_WORK REQUEST_: Could you restate every record below word for word?

_TASK DATA_:
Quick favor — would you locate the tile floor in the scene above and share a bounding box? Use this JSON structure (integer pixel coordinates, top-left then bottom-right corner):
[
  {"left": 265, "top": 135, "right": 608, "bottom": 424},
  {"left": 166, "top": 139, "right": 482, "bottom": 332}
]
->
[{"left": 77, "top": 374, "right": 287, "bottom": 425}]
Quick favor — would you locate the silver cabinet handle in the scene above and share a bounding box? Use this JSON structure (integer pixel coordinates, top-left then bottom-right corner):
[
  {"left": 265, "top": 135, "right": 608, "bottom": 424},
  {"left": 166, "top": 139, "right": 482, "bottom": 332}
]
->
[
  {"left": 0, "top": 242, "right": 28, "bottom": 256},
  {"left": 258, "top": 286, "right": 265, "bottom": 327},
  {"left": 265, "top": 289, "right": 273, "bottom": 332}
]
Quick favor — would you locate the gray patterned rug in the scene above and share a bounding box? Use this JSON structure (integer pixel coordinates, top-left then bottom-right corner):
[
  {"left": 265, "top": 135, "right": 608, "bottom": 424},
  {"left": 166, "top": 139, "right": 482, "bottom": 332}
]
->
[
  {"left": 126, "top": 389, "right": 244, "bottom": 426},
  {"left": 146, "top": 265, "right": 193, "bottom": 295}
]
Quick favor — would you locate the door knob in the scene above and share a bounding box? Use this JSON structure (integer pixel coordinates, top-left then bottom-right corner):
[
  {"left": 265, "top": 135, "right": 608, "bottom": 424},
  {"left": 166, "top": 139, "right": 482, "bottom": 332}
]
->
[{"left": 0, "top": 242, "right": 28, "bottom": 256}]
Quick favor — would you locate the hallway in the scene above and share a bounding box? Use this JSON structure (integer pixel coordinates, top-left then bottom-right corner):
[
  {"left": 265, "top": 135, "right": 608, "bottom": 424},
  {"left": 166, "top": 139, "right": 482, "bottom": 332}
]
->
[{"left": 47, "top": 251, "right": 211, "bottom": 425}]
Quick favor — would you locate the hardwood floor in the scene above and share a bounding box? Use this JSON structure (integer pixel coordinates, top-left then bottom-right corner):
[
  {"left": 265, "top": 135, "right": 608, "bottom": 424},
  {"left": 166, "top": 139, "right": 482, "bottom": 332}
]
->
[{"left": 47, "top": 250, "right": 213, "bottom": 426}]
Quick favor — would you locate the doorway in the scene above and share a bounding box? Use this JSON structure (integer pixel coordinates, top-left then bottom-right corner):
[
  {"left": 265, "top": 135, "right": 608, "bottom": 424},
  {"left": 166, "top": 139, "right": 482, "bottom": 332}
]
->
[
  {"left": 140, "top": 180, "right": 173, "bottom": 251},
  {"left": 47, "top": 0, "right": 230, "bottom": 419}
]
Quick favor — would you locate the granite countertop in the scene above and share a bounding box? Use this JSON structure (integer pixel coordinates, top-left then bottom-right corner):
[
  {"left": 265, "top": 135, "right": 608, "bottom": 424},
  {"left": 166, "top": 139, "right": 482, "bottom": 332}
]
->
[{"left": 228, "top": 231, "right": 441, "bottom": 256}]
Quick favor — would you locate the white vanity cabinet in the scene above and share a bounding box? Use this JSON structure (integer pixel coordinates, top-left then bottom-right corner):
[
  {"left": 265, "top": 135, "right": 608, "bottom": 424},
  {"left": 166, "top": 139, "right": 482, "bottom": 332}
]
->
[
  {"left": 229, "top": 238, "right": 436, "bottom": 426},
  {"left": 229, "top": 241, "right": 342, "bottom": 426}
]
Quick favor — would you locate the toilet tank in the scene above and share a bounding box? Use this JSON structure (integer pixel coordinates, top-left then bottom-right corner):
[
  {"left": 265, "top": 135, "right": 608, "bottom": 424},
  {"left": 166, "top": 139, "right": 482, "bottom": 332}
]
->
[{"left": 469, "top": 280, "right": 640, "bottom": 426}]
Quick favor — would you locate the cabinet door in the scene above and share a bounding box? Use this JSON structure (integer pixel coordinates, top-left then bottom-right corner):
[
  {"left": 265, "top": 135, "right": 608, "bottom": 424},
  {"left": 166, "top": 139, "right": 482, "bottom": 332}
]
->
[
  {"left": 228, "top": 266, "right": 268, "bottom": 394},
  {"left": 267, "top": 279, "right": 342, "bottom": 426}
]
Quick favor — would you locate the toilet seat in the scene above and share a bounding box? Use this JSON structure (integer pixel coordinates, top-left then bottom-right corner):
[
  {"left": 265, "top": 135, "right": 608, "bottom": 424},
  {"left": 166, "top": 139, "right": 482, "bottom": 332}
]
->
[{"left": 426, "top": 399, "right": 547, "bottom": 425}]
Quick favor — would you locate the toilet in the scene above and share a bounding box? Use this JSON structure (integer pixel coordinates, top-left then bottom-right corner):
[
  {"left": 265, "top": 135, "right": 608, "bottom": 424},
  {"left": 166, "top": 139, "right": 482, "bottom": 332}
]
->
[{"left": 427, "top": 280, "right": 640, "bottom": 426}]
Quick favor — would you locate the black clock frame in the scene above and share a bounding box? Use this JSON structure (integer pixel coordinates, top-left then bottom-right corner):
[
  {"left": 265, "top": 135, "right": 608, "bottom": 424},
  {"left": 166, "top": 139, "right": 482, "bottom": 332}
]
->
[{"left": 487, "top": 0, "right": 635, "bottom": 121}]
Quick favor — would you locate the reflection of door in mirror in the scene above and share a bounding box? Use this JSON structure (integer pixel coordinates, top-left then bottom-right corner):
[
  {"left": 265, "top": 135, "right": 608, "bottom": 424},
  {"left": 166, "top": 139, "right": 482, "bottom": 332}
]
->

_SOLUTION TO THE EXERCISE_:
Quick favor — would you locate the tile floor in the scene above and share a bounding box? Use this JSON structure (integer pixel coordinates, top-left then bottom-right corner):
[
  {"left": 265, "top": 135, "right": 608, "bottom": 424},
  {"left": 166, "top": 139, "right": 482, "bottom": 332}
]
->
[{"left": 77, "top": 374, "right": 287, "bottom": 425}]
Quick favor — would you locate the silver cabinet handle in the scene above and share a bounding box? Use this JSON structure (integer pixel coordinates, top-left then bottom-right corner):
[
  {"left": 265, "top": 135, "right": 608, "bottom": 424},
  {"left": 166, "top": 139, "right": 482, "bottom": 332}
]
->
[
  {"left": 0, "top": 242, "right": 28, "bottom": 256},
  {"left": 258, "top": 286, "right": 265, "bottom": 327},
  {"left": 265, "top": 289, "right": 273, "bottom": 332}
]
Quick favor — would you locate the gray patterned rug in the scene above and share a bounding box? Use this JSON structure (integer pixel coordinates, top-left then bottom-right corner):
[
  {"left": 265, "top": 135, "right": 608, "bottom": 424},
  {"left": 166, "top": 139, "right": 482, "bottom": 332}
]
->
[
  {"left": 126, "top": 389, "right": 244, "bottom": 426},
  {"left": 146, "top": 265, "right": 193, "bottom": 295}
]
Quick favor — would you locate the door knob in the scene above and share a bounding box? Use this JSON structure (integer pixel coordinates, top-left then bottom-right corner):
[
  {"left": 265, "top": 135, "right": 608, "bottom": 424},
  {"left": 166, "top": 139, "right": 482, "bottom": 332}
]
->
[{"left": 0, "top": 242, "right": 28, "bottom": 256}]
Quick favor — would you locate the hallway in the scene above and share a bounding box? Use this JSON structure (integer pixel coordinates, top-left then bottom-right corner):
[
  {"left": 265, "top": 135, "right": 608, "bottom": 424},
  {"left": 166, "top": 139, "right": 482, "bottom": 332}
]
->
[{"left": 47, "top": 251, "right": 211, "bottom": 425}]
Quick favor — would you locate the hardwood floor in the scene above and share a bounding box? Use this JSON structure (integer pixel coordinates, top-left then bottom-right corner):
[
  {"left": 265, "top": 135, "right": 608, "bottom": 424},
  {"left": 166, "top": 139, "right": 482, "bottom": 332}
]
->
[{"left": 47, "top": 250, "right": 213, "bottom": 426}]
Quick favor — would you locate the doorway in the scene above and share a bounding box? Use this JSON structure (integer pixel coordinates, top-left then bottom-right corner):
[
  {"left": 265, "top": 135, "right": 608, "bottom": 424},
  {"left": 166, "top": 139, "right": 482, "bottom": 332}
]
->
[
  {"left": 140, "top": 180, "right": 173, "bottom": 251},
  {"left": 47, "top": 0, "right": 230, "bottom": 419}
]
Quick favor — would you locate the granite countertop in the scene above and share a bounding box? Use this JSON structure (integer pixel coordinates, top-left then bottom-right corner):
[
  {"left": 265, "top": 135, "right": 608, "bottom": 424},
  {"left": 166, "top": 139, "right": 482, "bottom": 332}
]
->
[{"left": 228, "top": 231, "right": 441, "bottom": 256}]
Quick favor — would you locate the white vanity cabinet in the scene above and share a bounding box? Use this JSON structure (integer pixel coordinates, top-left then bottom-right corner):
[
  {"left": 265, "top": 135, "right": 608, "bottom": 424},
  {"left": 166, "top": 139, "right": 482, "bottom": 332}
]
->
[
  {"left": 229, "top": 238, "right": 436, "bottom": 426},
  {"left": 229, "top": 241, "right": 342, "bottom": 426}
]
Quick favor — would you locate the toilet tank in the scene above and share a bounding box? Use this JSON structure (integer pixel coordinates, top-left then bottom-right corner):
[
  {"left": 265, "top": 135, "right": 608, "bottom": 424},
  {"left": 166, "top": 139, "right": 482, "bottom": 332}
]
->
[{"left": 469, "top": 280, "right": 640, "bottom": 426}]
Quick favor — would you locate the cabinet door in the scene above and share a bounding box? Use this JSON structure (integer pixel coordinates, top-left then bottom-right corner):
[
  {"left": 265, "top": 135, "right": 608, "bottom": 424},
  {"left": 166, "top": 139, "right": 482, "bottom": 332}
]
->
[
  {"left": 228, "top": 266, "right": 268, "bottom": 394},
  {"left": 267, "top": 279, "right": 342, "bottom": 426}
]
Quick favor — would you locate the toilet seat in the scene above and share a bounding box? Use this JSON structure (integer pixel coordinates, top-left then bottom-right corner):
[
  {"left": 265, "top": 135, "right": 608, "bottom": 424},
  {"left": 166, "top": 139, "right": 482, "bottom": 332}
]
->
[{"left": 426, "top": 399, "right": 547, "bottom": 425}]
Quick favor — would you locate the toilet in the scene above and share a bounding box? Use this JSON structure (integer pixel coordinates, top-left then bottom-right corner):
[
  {"left": 265, "top": 135, "right": 608, "bottom": 424},
  {"left": 166, "top": 139, "right": 482, "bottom": 332}
]
->
[{"left": 427, "top": 280, "right": 640, "bottom": 426}]
Quick favor — would you locate the black clock frame in the scene above and share a bounding box? Use this JSON structure (integer pixel coordinates, top-left then bottom-right corner):
[
  {"left": 265, "top": 135, "right": 608, "bottom": 424},
  {"left": 166, "top": 139, "right": 482, "bottom": 332}
]
->
[{"left": 487, "top": 0, "right": 635, "bottom": 121}]
Quick favor — would you locate the reflection of door in mirror in the scene above and share a bounding box? Use this JSON structure (integer pixel coordinates, top-left then bottom-right corner):
[
  {"left": 265, "top": 135, "right": 608, "bottom": 424},
  {"left": 166, "top": 139, "right": 482, "bottom": 332}
]
->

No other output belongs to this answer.